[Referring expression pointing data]
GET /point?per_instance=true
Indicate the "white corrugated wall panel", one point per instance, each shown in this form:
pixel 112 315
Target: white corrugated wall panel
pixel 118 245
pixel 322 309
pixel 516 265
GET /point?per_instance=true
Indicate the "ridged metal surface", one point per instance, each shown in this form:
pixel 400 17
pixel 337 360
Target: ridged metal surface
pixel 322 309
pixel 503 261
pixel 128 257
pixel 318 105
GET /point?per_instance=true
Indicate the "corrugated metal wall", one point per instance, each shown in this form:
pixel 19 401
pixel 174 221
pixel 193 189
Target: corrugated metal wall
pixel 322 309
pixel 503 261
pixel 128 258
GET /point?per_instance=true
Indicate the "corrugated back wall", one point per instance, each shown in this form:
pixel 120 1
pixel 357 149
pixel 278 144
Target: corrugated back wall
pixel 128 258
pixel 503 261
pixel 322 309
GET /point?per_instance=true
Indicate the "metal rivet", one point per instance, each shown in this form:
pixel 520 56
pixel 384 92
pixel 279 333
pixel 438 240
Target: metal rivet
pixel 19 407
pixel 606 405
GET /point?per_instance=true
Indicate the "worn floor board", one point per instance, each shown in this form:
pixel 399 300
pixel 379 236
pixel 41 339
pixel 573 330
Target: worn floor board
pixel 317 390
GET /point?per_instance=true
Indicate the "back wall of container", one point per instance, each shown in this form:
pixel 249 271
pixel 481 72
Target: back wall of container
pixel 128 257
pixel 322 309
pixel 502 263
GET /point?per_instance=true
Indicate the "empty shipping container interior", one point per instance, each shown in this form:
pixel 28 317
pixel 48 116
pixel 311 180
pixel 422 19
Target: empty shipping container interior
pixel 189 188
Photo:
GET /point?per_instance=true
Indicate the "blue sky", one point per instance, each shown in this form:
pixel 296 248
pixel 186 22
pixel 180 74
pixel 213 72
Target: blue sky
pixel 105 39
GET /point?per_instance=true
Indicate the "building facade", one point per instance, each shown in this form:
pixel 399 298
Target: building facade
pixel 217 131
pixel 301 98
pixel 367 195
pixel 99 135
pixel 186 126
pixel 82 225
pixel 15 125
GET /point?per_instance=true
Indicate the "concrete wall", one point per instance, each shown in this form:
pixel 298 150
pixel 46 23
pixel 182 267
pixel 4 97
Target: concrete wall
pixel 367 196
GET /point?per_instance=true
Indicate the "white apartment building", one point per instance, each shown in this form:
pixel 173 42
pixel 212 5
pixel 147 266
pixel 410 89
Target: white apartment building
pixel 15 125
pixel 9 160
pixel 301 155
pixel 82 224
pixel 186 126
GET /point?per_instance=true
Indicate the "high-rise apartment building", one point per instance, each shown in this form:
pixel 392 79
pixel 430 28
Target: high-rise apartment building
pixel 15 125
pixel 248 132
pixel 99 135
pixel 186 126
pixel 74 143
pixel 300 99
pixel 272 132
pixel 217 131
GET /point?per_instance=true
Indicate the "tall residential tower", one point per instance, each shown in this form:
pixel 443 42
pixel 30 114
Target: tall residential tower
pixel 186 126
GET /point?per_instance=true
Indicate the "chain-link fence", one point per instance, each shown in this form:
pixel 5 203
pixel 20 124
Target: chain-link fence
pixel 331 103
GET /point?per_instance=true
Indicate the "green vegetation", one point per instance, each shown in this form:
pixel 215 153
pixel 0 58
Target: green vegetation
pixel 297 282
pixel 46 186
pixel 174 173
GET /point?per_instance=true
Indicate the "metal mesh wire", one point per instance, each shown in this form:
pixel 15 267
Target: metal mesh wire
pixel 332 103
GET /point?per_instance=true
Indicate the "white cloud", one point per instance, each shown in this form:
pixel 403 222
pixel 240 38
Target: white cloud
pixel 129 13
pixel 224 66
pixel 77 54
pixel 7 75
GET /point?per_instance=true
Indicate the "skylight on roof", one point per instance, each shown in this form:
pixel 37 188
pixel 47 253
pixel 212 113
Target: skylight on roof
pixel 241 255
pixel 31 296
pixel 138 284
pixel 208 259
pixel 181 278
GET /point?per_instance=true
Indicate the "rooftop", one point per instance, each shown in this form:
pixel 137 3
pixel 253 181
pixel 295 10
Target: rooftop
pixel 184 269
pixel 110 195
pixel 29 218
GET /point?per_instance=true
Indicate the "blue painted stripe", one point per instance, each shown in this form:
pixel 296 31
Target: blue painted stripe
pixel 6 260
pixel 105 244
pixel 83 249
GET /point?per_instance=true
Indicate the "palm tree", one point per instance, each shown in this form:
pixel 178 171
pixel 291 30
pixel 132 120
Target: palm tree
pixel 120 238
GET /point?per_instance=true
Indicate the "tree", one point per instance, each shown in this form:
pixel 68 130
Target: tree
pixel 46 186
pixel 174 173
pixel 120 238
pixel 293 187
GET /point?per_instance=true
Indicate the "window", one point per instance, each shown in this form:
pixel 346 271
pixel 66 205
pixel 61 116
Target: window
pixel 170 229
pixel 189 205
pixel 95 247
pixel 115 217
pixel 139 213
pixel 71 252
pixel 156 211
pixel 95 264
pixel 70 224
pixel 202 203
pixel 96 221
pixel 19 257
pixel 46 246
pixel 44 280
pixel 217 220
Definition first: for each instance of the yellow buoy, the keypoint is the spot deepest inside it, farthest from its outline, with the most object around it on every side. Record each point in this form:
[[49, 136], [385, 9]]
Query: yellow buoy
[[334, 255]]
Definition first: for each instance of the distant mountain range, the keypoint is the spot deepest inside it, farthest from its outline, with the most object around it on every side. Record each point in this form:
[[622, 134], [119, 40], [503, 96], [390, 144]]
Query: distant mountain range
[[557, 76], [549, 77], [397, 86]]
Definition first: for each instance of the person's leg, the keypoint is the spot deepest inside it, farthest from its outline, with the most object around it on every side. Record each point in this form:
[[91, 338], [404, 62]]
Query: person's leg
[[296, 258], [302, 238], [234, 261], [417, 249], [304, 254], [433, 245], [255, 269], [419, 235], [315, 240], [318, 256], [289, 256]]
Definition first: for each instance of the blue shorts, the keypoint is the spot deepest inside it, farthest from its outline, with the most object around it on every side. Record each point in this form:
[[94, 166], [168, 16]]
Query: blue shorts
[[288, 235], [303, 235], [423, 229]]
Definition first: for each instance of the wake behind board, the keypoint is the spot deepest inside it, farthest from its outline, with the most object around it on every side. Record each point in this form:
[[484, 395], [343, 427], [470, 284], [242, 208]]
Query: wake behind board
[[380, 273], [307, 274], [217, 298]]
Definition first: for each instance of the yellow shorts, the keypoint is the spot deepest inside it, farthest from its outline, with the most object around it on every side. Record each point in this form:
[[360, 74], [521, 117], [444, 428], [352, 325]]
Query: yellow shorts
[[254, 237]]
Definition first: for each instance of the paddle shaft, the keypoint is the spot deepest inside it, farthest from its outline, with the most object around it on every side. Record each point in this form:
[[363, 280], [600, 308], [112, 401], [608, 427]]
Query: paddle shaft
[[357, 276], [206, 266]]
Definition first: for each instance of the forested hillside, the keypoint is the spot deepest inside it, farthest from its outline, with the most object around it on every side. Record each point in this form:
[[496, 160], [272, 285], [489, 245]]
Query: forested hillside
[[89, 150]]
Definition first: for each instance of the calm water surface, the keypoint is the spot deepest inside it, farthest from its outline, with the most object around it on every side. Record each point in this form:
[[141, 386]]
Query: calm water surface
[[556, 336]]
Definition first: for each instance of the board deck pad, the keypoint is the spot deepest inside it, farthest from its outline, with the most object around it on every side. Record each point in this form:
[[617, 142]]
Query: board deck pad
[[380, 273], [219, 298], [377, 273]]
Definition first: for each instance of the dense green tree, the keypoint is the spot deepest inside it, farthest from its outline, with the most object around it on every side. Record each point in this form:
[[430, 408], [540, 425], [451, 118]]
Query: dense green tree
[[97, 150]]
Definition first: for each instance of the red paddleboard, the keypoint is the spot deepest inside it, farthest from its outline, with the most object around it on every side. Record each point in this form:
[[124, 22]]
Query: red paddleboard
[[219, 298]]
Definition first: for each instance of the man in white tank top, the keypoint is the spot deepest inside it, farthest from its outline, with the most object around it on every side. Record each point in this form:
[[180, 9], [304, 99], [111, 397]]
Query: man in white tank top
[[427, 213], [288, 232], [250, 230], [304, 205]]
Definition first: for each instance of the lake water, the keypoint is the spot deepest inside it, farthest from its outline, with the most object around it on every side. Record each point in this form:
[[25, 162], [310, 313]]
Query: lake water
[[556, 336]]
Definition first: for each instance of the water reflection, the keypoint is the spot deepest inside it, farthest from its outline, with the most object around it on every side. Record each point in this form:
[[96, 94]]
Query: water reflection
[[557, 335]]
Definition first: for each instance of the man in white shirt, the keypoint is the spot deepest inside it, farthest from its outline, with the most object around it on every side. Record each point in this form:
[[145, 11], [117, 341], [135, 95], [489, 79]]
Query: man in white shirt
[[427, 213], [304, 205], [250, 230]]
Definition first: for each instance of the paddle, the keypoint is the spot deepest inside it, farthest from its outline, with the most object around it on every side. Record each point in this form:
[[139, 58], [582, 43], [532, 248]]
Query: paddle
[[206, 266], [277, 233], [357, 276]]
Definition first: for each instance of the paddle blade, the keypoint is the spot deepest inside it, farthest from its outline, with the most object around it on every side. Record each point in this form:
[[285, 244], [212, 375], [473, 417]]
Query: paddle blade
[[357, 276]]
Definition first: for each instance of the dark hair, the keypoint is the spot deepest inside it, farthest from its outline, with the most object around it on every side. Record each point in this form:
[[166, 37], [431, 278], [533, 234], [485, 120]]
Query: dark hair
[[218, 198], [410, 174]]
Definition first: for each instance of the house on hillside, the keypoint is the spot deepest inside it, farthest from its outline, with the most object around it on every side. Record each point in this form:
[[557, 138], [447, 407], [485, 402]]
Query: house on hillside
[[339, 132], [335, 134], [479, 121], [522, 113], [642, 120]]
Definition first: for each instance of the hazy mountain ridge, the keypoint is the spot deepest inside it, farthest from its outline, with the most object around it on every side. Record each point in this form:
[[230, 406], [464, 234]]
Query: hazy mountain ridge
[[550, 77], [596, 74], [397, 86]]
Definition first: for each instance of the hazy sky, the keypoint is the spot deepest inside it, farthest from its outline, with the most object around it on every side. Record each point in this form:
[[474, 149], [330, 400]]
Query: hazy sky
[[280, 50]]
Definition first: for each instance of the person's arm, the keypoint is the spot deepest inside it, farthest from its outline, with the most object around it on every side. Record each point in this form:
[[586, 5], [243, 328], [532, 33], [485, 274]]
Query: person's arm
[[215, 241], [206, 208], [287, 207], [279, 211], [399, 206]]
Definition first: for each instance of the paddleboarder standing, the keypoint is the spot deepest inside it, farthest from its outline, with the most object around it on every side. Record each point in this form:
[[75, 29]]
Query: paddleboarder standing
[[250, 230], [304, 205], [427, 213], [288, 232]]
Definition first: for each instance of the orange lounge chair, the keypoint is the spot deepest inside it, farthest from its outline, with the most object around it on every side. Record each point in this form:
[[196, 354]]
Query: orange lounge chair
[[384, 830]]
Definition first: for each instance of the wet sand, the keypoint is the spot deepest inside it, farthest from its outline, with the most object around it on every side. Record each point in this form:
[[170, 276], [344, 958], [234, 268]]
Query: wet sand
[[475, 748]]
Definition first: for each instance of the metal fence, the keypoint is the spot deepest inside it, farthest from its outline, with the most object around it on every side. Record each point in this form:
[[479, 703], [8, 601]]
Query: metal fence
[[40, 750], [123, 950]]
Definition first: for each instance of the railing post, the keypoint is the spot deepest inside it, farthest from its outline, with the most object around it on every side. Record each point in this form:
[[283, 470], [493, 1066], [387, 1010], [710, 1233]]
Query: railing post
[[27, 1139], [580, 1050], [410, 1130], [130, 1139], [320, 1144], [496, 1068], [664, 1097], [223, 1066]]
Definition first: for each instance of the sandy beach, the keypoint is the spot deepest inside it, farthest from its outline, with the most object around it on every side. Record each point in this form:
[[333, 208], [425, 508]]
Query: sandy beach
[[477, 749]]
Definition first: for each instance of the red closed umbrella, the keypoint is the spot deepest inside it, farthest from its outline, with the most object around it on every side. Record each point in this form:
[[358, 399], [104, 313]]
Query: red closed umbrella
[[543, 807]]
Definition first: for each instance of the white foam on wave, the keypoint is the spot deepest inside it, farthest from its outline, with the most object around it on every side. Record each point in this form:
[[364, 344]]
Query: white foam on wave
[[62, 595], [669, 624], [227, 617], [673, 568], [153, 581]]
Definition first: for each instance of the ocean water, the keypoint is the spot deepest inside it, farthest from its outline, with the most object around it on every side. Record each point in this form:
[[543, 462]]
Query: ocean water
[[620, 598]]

WORK ITEM
Working from the records above, write out verbatim only the lines from the line containing "Query: board deck pad" through the line containing "[[124, 22]]".

WRITTEN ANSWER
Query: board deck pad
[[380, 273], [219, 298], [377, 273]]
Definition first: for each instance of the dense green tree, the keypoint is the spot deepest inside it, farthest from its outline, with the most object around it on every side. Record each point in this form:
[[430, 408], [540, 425], [451, 118]]
Query: dense green tree
[[97, 150]]
Definition first: for each instance of the red paddleboard, the keypoint is the spot deepest inside it, farthest from its outline, with the most object around it on every side. Record each point in this form:
[[124, 22]]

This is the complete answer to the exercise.